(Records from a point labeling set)
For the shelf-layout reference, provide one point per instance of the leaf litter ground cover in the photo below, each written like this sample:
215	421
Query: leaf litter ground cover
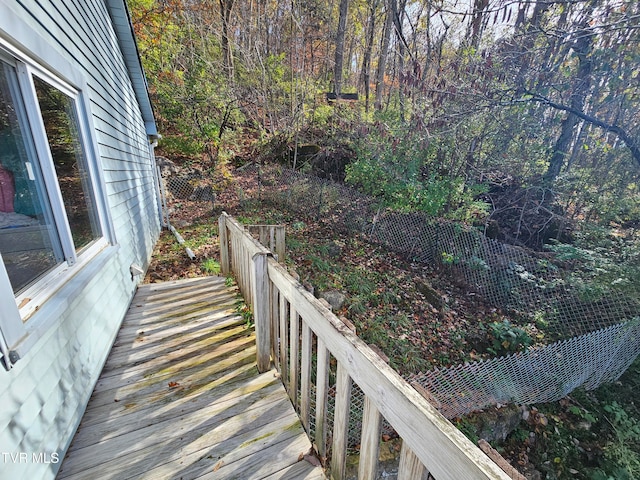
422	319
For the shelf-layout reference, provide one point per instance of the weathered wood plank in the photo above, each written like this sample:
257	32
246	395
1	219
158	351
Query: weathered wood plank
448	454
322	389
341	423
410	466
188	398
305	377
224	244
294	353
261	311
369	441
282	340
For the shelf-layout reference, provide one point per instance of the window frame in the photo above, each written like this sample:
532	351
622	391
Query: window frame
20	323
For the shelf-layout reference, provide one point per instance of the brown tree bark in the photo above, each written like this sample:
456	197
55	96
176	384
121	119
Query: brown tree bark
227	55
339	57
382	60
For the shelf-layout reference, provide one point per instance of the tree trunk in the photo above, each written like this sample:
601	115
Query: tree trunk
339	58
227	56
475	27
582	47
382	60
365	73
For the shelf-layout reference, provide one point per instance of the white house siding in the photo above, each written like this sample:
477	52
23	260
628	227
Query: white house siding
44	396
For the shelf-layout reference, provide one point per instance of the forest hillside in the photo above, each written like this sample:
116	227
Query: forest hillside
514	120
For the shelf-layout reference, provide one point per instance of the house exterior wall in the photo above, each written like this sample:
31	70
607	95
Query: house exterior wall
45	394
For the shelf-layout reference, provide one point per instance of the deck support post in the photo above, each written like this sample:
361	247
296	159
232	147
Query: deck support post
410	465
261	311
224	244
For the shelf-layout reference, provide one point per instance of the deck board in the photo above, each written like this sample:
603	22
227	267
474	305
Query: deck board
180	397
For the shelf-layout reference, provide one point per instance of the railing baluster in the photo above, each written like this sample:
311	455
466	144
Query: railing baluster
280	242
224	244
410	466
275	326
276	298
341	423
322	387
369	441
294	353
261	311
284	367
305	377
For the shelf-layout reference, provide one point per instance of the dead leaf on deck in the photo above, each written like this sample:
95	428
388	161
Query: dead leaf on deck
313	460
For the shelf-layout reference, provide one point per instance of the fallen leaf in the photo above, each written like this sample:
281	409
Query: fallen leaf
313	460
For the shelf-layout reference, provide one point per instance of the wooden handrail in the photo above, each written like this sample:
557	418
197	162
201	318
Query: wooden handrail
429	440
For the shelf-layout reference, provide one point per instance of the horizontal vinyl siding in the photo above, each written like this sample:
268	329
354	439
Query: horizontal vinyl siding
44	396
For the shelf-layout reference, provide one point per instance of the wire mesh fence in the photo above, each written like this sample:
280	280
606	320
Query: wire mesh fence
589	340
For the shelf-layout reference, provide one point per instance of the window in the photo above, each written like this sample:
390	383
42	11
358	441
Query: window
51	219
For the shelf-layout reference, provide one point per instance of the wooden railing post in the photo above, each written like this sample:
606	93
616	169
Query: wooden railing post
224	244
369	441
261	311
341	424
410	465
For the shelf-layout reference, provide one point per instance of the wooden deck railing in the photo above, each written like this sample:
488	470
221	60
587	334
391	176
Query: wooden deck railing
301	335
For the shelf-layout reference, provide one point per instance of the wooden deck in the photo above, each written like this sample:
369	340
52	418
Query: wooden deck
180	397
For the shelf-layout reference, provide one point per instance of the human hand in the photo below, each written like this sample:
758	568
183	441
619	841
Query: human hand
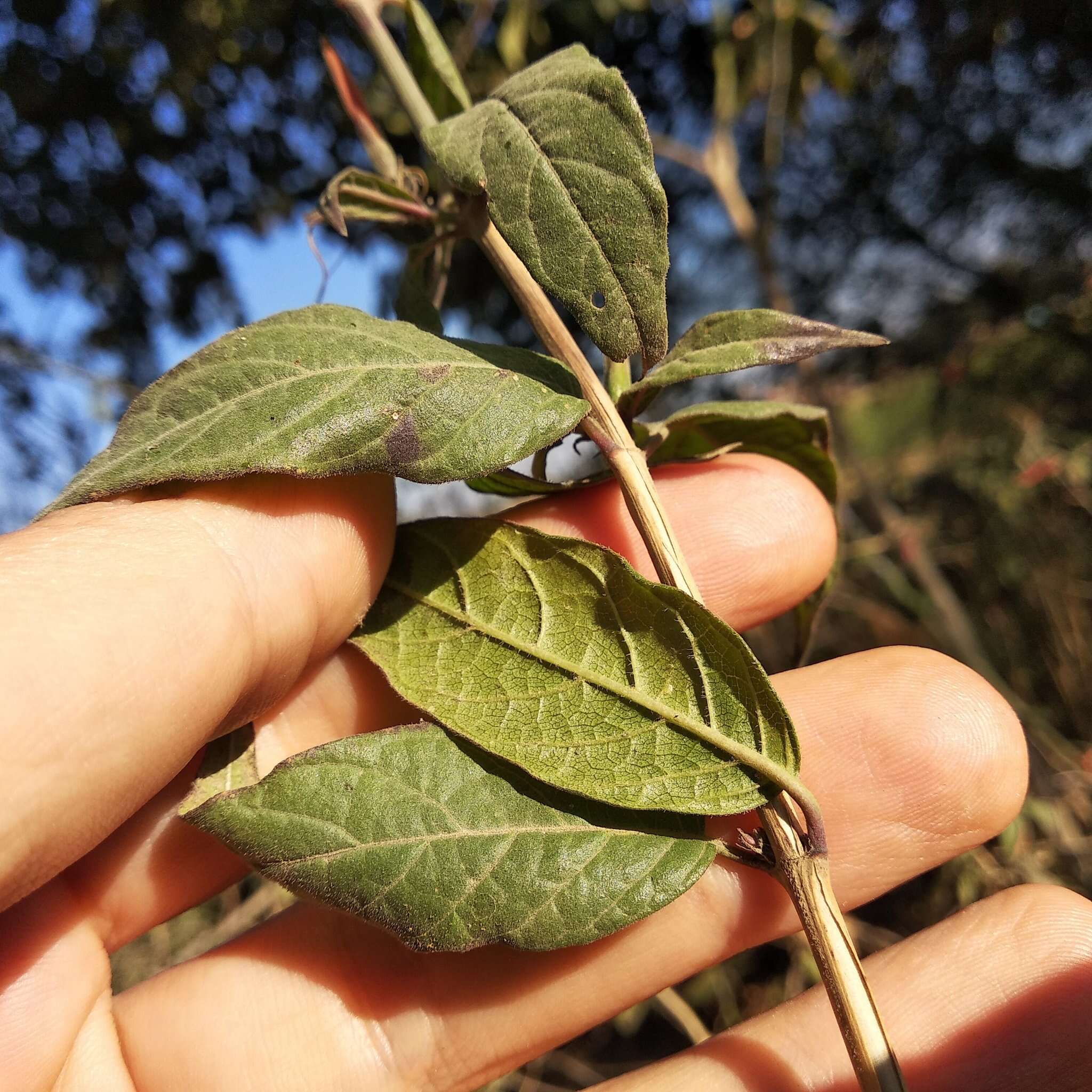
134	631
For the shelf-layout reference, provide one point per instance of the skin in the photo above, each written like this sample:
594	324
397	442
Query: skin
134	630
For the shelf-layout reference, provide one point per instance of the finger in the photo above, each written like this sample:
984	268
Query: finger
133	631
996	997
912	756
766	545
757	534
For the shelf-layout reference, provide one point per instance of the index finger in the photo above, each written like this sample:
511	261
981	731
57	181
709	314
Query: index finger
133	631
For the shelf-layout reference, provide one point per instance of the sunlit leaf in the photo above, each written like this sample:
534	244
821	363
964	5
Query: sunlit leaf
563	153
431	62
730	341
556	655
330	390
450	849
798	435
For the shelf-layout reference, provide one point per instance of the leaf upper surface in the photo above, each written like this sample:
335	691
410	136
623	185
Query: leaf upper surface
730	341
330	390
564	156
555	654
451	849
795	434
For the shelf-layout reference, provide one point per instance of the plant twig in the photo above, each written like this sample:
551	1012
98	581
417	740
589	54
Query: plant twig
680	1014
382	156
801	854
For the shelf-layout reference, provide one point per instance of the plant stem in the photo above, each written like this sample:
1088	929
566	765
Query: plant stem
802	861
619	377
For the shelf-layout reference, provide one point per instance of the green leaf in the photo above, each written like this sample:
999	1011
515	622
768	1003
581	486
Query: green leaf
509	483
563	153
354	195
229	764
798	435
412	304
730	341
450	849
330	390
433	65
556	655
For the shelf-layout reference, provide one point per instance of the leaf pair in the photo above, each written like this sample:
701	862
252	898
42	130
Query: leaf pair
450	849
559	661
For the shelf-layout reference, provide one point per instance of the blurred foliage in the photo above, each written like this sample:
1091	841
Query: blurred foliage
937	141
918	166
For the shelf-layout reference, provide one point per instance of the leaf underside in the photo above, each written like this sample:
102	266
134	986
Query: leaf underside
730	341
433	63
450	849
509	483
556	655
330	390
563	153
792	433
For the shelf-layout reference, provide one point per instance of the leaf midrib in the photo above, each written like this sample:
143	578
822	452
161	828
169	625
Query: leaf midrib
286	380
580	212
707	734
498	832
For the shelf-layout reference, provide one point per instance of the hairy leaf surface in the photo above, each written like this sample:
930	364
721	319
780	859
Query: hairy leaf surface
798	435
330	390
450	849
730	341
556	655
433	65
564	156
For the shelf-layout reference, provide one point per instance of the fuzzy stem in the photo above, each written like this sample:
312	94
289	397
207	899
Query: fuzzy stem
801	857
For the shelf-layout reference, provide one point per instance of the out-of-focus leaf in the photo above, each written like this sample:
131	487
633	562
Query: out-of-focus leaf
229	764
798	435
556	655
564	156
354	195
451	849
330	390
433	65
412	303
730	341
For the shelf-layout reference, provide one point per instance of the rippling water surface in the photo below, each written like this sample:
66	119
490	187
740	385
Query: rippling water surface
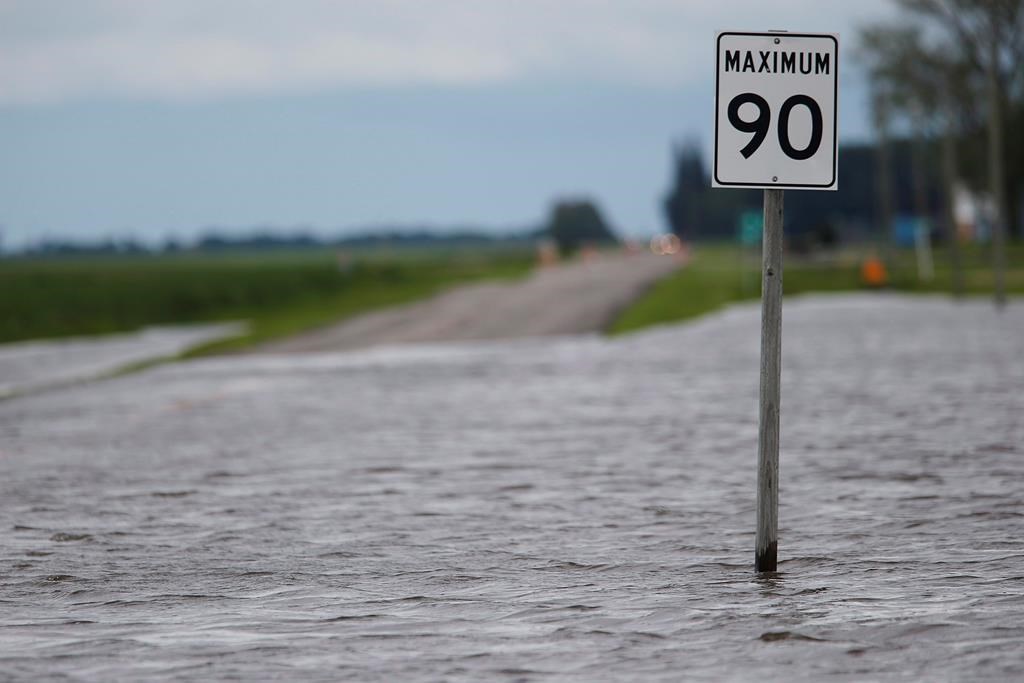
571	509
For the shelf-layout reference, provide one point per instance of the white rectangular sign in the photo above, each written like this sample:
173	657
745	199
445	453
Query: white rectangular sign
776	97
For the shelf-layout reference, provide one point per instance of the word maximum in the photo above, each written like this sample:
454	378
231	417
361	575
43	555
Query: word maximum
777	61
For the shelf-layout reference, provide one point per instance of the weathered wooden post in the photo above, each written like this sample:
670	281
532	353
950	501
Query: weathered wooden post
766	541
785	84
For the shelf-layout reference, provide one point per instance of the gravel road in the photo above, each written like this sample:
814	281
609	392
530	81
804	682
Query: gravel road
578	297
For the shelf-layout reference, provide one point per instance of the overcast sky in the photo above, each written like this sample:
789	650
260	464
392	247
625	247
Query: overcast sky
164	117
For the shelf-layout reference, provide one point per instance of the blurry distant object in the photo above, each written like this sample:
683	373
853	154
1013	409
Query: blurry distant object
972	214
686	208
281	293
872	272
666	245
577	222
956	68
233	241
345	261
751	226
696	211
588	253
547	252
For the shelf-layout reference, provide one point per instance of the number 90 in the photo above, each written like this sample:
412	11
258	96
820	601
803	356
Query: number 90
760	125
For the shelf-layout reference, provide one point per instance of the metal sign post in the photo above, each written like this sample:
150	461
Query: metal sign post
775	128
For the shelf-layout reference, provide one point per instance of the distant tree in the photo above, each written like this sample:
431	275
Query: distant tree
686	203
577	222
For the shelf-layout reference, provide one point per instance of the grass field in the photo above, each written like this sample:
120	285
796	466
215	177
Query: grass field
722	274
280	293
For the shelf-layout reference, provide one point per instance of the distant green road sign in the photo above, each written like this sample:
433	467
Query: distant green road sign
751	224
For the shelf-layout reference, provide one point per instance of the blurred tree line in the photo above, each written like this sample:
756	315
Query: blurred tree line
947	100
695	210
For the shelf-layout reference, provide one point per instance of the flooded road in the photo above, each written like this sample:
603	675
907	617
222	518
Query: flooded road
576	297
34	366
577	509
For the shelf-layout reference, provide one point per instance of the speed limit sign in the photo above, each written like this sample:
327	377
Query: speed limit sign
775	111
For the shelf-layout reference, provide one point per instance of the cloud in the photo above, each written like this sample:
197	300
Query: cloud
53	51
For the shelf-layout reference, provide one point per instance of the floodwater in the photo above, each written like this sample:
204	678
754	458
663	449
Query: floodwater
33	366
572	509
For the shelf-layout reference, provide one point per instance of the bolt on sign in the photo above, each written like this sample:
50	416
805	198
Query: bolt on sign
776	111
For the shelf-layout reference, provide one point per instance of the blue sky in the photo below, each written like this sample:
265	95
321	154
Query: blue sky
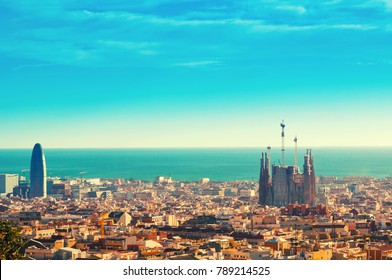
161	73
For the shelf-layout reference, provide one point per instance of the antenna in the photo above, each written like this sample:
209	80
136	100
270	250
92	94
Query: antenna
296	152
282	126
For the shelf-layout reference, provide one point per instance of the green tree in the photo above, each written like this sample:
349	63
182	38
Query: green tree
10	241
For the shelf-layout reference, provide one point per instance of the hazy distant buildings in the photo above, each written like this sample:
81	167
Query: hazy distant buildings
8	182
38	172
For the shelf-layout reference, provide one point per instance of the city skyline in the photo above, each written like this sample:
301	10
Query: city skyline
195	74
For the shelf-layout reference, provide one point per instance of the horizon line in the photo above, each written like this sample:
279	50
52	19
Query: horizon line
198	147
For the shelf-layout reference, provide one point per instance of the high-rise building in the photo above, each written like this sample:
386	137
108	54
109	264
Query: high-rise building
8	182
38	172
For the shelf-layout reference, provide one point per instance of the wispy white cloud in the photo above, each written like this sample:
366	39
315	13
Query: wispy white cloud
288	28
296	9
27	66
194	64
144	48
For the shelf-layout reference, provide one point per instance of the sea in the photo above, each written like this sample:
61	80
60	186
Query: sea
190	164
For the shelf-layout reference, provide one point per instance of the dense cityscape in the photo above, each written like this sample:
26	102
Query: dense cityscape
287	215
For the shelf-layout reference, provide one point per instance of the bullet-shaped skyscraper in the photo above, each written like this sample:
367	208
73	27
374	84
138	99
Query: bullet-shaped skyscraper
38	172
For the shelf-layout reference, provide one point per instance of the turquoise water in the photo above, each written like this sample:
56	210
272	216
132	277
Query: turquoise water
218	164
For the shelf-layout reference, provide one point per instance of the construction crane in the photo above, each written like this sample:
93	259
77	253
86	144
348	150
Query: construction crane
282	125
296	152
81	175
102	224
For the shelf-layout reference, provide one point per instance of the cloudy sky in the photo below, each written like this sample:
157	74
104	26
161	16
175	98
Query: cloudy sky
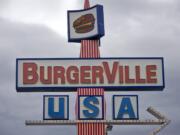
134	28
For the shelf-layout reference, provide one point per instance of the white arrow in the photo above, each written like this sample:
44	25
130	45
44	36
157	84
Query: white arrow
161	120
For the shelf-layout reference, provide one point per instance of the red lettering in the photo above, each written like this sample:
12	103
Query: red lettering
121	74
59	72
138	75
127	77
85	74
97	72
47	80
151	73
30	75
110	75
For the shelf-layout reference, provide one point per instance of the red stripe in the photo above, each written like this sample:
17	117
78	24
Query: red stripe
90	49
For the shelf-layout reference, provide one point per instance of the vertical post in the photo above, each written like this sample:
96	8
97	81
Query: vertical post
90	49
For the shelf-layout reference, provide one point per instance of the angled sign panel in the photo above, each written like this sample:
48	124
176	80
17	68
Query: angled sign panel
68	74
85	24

PROBLEM TO WORK ON » Retype, word for word, the lines from the one with "of the wispy" through the last line of the entries above, and only those lines. Leave pictures out.

REPLY »
For the shelf-layout reference, provide one point per instance of the wispy white cloud in the photo above, each written like this sample:
366	39
315	13
Query: wispy white cloud
288	28
296	9
27	66
194	64
144	48
For the shelf-layout reference, provide one point per instance of the sea in the photo above, each written like this sample:
61	80
60	186
Query: sea
190	164
For the shelf-layout reference, provide one point per instance of the dense cityscape in the photo above, each written like this sample:
26	102
Query: dense cityscape
287	215
For the shelf-layout reference, provide one point per instance of the bullet-shaped skyscraper in the photo above, each written like this sample:
367	208
73	27
374	84
138	99
Query: bullet-shaped skyscraper
38	172
For the shelf-layout reference, provide one point per instance of the turquoise water in the photo above, each written like this sample:
56	210
272	216
132	277
Query: turquoise water
218	164
For the shelf-layout reference, provide one point per instance of the construction crane in the photo above, each written like this sample:
93	259
77	253
86	144
348	150
Query: construction crane
282	125
296	152
81	175
102	224
For the shelf-layout reference, provide one point per instance of the cloudy sky in the photo below, each written like this sample:
157	74
104	26
161	16
175	98
Query: cloudy sky
134	28
For the shelf-layout reference, provide one point per instance of the white arrow in the photo above, each written like this sample:
44	25
130	45
44	36
157	84
Query: white arrow
161	120
For the shelf-layout reference, provide one point per instance of the red lettering in the photo above, each written like this sample:
12	103
Query: red lettering
121	74
59	72
138	75
127	77
85	74
97	72
47	80
151	73
30	75
110	75
For the shelf-layout reference, provide one point per instance of the red stripe in the photo above, each written like this sample:
17	117
78	24
Query: red stripe
90	49
For the shelf-layout reference, provide one point per instance of the vertical post in the photo above, each written like this sample:
96	8
97	81
Query: vertical post
90	49
For the shelf-layout reference, provide one point per instance of the angled sign panel in the photo above, each written like this sample:
48	124
176	80
17	68
Query: angled sign panel
68	74
85	24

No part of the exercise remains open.